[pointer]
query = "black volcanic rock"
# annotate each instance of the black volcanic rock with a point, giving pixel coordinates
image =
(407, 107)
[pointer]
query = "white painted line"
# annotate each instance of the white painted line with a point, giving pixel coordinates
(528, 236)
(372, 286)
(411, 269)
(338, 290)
# # #
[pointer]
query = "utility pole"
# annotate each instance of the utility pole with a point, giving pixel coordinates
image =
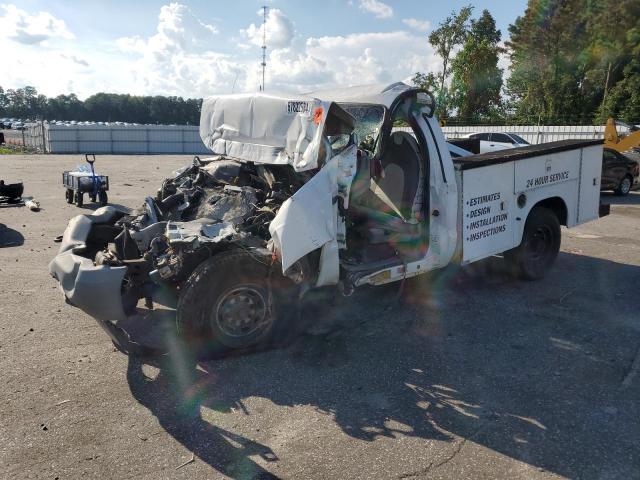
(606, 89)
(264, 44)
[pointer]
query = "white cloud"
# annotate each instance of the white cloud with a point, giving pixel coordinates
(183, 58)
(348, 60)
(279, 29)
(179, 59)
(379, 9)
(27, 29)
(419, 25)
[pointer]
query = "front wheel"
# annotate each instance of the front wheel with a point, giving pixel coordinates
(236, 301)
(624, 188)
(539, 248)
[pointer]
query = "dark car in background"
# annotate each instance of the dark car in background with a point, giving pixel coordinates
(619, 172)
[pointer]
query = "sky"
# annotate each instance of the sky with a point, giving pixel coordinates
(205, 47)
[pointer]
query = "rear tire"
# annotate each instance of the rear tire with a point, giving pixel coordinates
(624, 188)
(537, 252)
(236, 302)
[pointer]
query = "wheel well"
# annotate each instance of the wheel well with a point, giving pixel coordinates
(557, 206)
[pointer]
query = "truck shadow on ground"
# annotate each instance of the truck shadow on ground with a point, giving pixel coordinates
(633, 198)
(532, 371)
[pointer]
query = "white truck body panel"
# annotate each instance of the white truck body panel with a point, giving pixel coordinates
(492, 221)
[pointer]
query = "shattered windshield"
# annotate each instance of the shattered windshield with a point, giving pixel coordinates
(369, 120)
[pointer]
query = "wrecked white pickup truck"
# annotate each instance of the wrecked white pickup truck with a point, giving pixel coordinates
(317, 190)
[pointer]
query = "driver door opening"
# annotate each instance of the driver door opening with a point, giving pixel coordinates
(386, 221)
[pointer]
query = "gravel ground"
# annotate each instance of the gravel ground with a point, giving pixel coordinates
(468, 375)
# # #
YOUR TASK
List each line in the items above that contains the string "well". Case counts.

REPLY
query = "wheel well"
# annotate each instance of the wheel well with a point, giving pixel coordinates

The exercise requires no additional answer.